### Problem description
Can you reproduce the part of the retirement-planning text that begins at the words "Whether you are" and stops after "begin to plan.", copying it word for word?

____ Document section

Retirement can be a polarizing thought for millions of Americans. On one hand, it represents the freedom to sleep late, travel, enjoy time with family and basically choose how to spend your time. On the other, it poses the ever-so-important question, “How will I pay for it?” If this is how you’re feeling, you aren’t alone in your trepidations. According to a 2015 analysis by the Government Accountability Office (GAO), 29% of households age 55 and older had no retirement savings or Defined Benefit (DB) plan.
Whether you are a young professional with plenty of time to save or a seasoned employee approaching the next phase of life, every retirement dollar counts. Consider the following cost-cutting measures as you begin to plan.
1. Overhaul your budget
Your monthly expenses are likely to change once you leave the workforce so you may need to adjust your budget so you can avoid going into debt and potentially damaging your credit. (Yes, bad credit can be a problem in retirement, too.) For example, while you may cut commuting costs between home and the office, you might spend more money on travel or a new hobby. Consider making a list of expenses you expect to dwindle and compare them to the new costs you’ll take on during retirement. This may not help you know right away what your exact expenses will be, but it will help you get a better picture. (As far as your credit goes, you can keep an eye on that now and through retirement by getting your free annual credit reports. You can also review two of your credit scores for free every 14 days on Credit.com.)

________
____ Entries supplied

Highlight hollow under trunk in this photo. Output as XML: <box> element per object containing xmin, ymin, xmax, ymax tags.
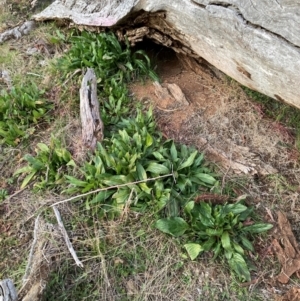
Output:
<box><xmin>34</xmin><ymin>0</ymin><xmax>300</xmax><ymax>108</ymax></box>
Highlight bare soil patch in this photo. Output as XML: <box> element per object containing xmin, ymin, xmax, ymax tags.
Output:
<box><xmin>131</xmin><ymin>44</ymin><xmax>300</xmax><ymax>178</ymax></box>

________

### Answer area
Whether you are a young professional with plenty of time to save or a seasoned employee approaching the next phase of life, every retirement dollar counts. Consider the following cost-cutting measures as you begin to plan.